[Records of labeled boxes]
************

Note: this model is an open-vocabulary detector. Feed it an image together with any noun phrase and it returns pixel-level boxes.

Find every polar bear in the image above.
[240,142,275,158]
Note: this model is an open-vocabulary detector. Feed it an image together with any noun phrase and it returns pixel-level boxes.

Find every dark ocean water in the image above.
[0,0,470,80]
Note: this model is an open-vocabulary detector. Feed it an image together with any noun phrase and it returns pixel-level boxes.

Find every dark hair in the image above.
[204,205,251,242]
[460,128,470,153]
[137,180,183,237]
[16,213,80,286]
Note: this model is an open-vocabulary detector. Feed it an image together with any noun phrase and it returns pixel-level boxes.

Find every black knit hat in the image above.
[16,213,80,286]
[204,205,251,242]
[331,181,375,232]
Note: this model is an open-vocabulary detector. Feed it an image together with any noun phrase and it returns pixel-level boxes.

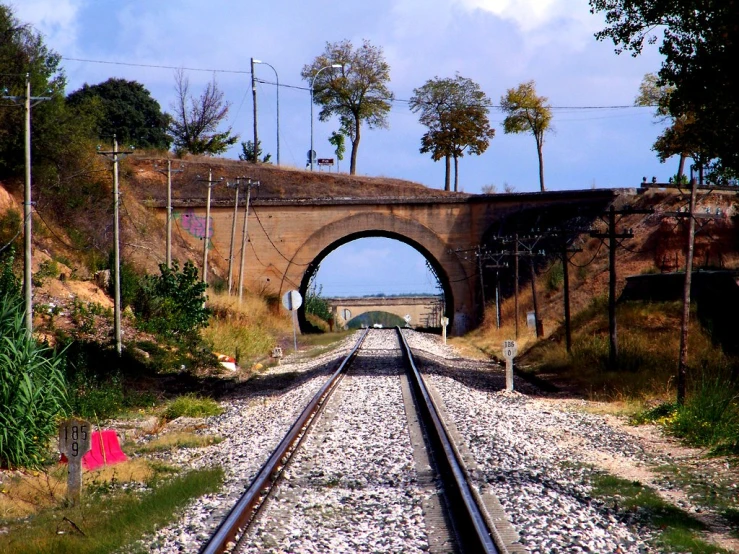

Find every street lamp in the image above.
[252,60,280,165]
[308,63,344,171]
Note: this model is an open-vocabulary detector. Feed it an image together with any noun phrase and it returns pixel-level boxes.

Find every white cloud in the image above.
[12,0,84,55]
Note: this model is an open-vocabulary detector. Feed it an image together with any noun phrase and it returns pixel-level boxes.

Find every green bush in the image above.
[134,261,210,339]
[164,394,223,420]
[0,246,21,298]
[0,294,68,467]
[546,261,565,292]
[665,376,739,453]
[305,283,332,321]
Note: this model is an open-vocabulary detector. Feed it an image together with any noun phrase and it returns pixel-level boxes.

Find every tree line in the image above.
[0,0,739,196]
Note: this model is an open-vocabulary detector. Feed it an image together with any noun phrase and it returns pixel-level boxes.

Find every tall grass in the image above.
[202,293,292,366]
[0,294,68,467]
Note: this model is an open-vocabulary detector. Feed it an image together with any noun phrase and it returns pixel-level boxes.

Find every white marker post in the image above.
[282,290,303,352]
[503,340,518,392]
[59,419,90,504]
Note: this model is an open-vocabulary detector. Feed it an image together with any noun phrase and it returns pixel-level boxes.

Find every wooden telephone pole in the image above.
[590,204,654,370]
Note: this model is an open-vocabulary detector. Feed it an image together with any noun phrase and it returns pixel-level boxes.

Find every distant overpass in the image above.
[325,296,444,327]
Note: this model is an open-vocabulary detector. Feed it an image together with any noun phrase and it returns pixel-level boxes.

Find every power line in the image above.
[62,56,249,74]
[62,56,657,110]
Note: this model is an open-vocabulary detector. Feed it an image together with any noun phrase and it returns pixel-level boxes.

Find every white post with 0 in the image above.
[503,340,518,392]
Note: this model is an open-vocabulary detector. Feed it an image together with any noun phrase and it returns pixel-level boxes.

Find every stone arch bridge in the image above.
[165,189,617,335]
[325,296,444,328]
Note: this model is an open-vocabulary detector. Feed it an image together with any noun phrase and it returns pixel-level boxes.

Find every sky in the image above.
[14,0,677,296]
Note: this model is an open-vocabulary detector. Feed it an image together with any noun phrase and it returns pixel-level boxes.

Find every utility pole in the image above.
[2,73,51,339]
[239,179,259,304]
[251,58,259,163]
[98,134,133,356]
[154,159,185,269]
[198,169,223,285]
[590,204,654,370]
[226,177,241,296]
[513,233,518,339]
[677,179,698,405]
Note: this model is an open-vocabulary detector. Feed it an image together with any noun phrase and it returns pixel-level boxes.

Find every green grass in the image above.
[133,433,223,454]
[592,473,727,554]
[162,394,223,421]
[0,468,223,554]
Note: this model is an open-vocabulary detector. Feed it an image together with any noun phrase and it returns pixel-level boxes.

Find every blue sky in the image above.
[11,0,677,295]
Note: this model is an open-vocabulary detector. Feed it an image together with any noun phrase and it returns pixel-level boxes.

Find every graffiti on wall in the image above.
[174,208,213,248]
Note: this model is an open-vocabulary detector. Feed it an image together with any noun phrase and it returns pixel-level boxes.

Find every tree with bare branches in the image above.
[300,40,393,175]
[169,69,239,156]
[500,81,552,192]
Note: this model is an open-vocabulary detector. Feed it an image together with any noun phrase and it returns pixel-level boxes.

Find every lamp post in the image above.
[252,58,280,166]
[308,63,344,171]
[0,73,51,338]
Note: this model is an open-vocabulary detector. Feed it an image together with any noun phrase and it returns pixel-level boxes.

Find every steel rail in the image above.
[199,329,369,554]
[396,327,500,554]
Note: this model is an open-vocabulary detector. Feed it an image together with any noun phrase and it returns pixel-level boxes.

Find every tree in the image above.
[239,140,272,164]
[67,78,172,150]
[634,73,700,183]
[409,74,495,191]
[300,40,394,175]
[0,4,66,178]
[500,81,552,192]
[169,69,239,156]
[328,131,346,172]
[589,0,739,170]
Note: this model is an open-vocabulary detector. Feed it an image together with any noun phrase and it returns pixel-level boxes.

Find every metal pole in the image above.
[228,177,240,296]
[203,169,213,284]
[513,233,518,338]
[274,69,280,166]
[677,179,698,404]
[251,58,259,163]
[608,205,618,370]
[23,73,33,339]
[308,76,321,171]
[113,135,122,356]
[239,179,252,304]
[166,160,172,269]
[562,246,572,354]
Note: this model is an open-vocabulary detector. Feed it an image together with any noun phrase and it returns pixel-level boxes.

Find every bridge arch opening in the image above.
[298,229,454,332]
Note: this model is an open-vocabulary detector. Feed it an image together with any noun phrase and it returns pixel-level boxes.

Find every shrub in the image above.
[305,283,332,321]
[546,261,565,292]
[164,394,223,420]
[0,294,68,467]
[0,246,21,298]
[134,261,210,339]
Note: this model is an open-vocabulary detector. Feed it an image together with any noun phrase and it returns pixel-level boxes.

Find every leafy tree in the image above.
[67,78,172,150]
[300,40,394,175]
[239,140,272,164]
[169,69,239,156]
[500,81,552,192]
[409,74,495,191]
[328,131,346,171]
[589,0,739,170]
[0,4,66,178]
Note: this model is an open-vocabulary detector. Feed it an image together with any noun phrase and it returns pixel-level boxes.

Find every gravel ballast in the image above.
[133,330,712,554]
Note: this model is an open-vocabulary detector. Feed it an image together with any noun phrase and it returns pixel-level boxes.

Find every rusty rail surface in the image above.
[200,329,369,554]
[396,327,500,554]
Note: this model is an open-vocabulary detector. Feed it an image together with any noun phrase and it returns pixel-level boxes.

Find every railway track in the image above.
[200,329,507,554]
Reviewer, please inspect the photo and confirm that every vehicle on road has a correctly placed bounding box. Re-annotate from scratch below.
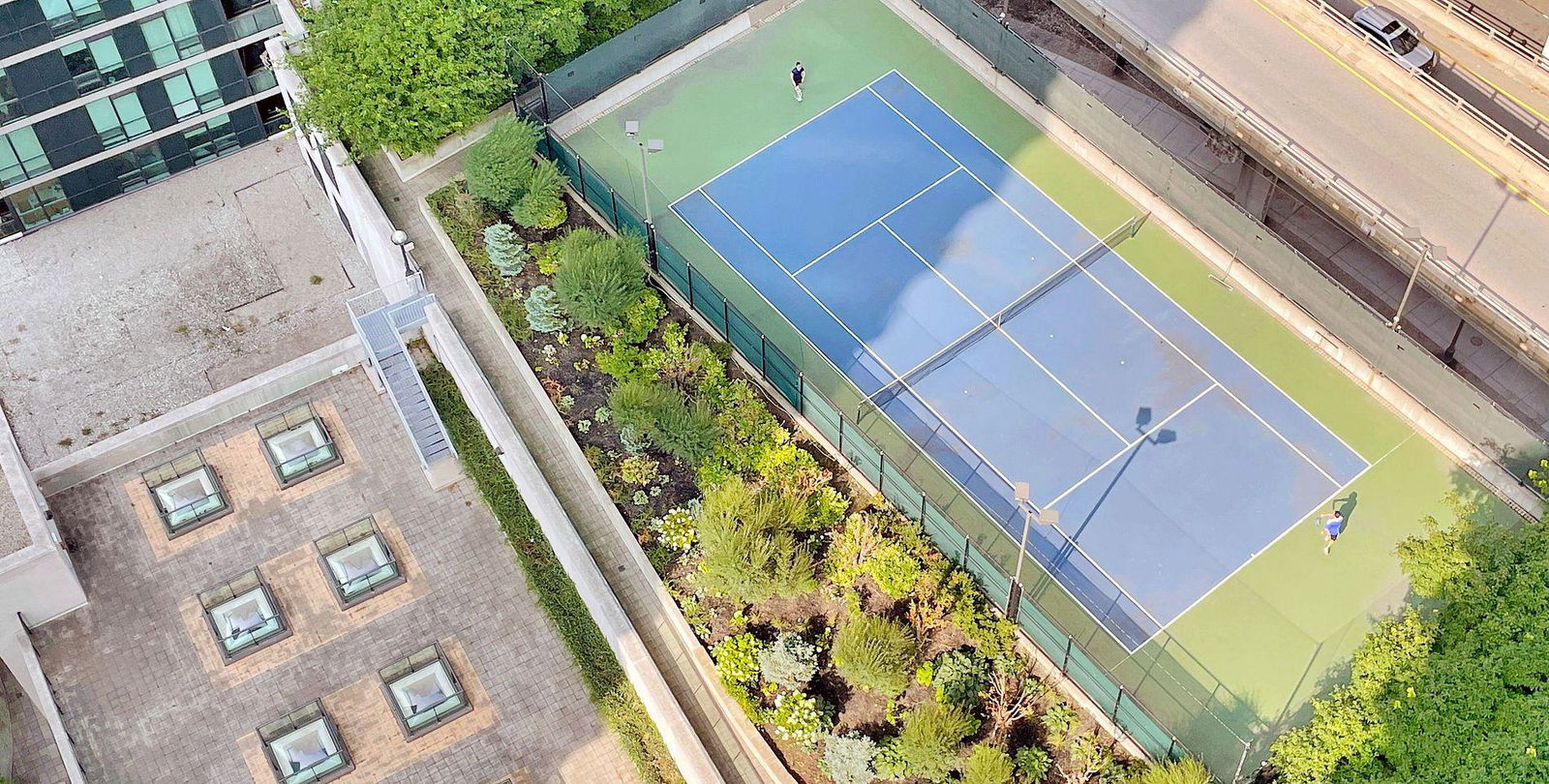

************

From the rows above, pick out every line that holds the word "arch" and copy each one.

## Written solution
Find every stone arch bridge in the image above.
Find every bridge arch opening in the image above.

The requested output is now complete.